Should you care about turning 40?
The Moderator provides general and pastoral leadership to the entire Synod. Quite a role and a terrific vantage point for reflecting deeply upon the 40th anniversary of the Uniting Church in Australia. Insights gathered with two former Moderators (Rev. Niall Reid and Rev. Dr Brian Brown), the current Moderator (Rev. Myung Hwa Park) and the next Moderator (Rev. Simon Hansford) to seek their observations and wisdom. During the wide-ranging conversation, Insights asked about why young people should care about their church turning 40, and what these Moderators would do if they had a time machine…
What do you say about the suggestion that for most young people, celebrating 40 years of the Church is not really a big deal?
Simon Hansford: My Congregation is a hybrid. Those who were present at the Union are pleased that it happened, but there is no real sense that we should be doing something about [commemorating it]. The ones who weren’t part of Union say, ‘I don’t get it. We like being here, we enjoy the Congregation, and we enjoy the life that is here but we just don’t get it.’ It is an interesting generational conversation.
Niall Reid: Union happened 13 years before my son was born. That is history as far as he is concerned. Just like the Second World War is history for me; it’s not part of my world, my understanding. I can talk to people who have experienced it, like my father who is 91. But it’s not my experience and it’s not really about my life and who I am and I guess it’s the same for my son; the Uniting Church has always been there.

→ TASK SET
(1) Answer these from the Moderators interview, one line each:
(a) Who is named as the current Moderator?
(b) How old is Niall Reid's father?
(c) How many years before Niall Reid's son was born did Union happen?
(2) Please list every person named in the Moderators interview.
(3) Reproduce everything in the Moderators interview from "The Moderator provides" down to "a big deal?", word for word.

→ SUPPLIED INFORMATION
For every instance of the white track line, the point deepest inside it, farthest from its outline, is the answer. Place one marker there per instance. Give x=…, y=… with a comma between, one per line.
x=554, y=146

→ SOLUTIONS BELOW
(1)
(a) Rev. Myung Hwa Park
(b) 91
(c) 13 years

(2)
Rev. Niall Reid
Rev. Dr Brian Brown
Rev. Myung Hwa Park
Rev. Simon Hansford

(3)
The Moderator provides general and pastoral leadership to the entire Synod. Quite a role and a terrific vantage point for reflecting deeply upon the 40th anniversary of the Uniting Church in Australia. Insights gathered with two former Moderators (Rev. Niall Reid and Rev. Dr Brian Brown), the current Moderator (Rev. Myung Hwa Park) and the next Moderator (Rev. Simon Hansford) to seek their observations and wisdom. During the wide-ranging conversation, Insights asked about why young people should care about their church turning 40, and what these Moderators would do if they had a time machine…
What do you say about the suggestion that for most young people, celebrating 40 years of the Church is not really a big deal?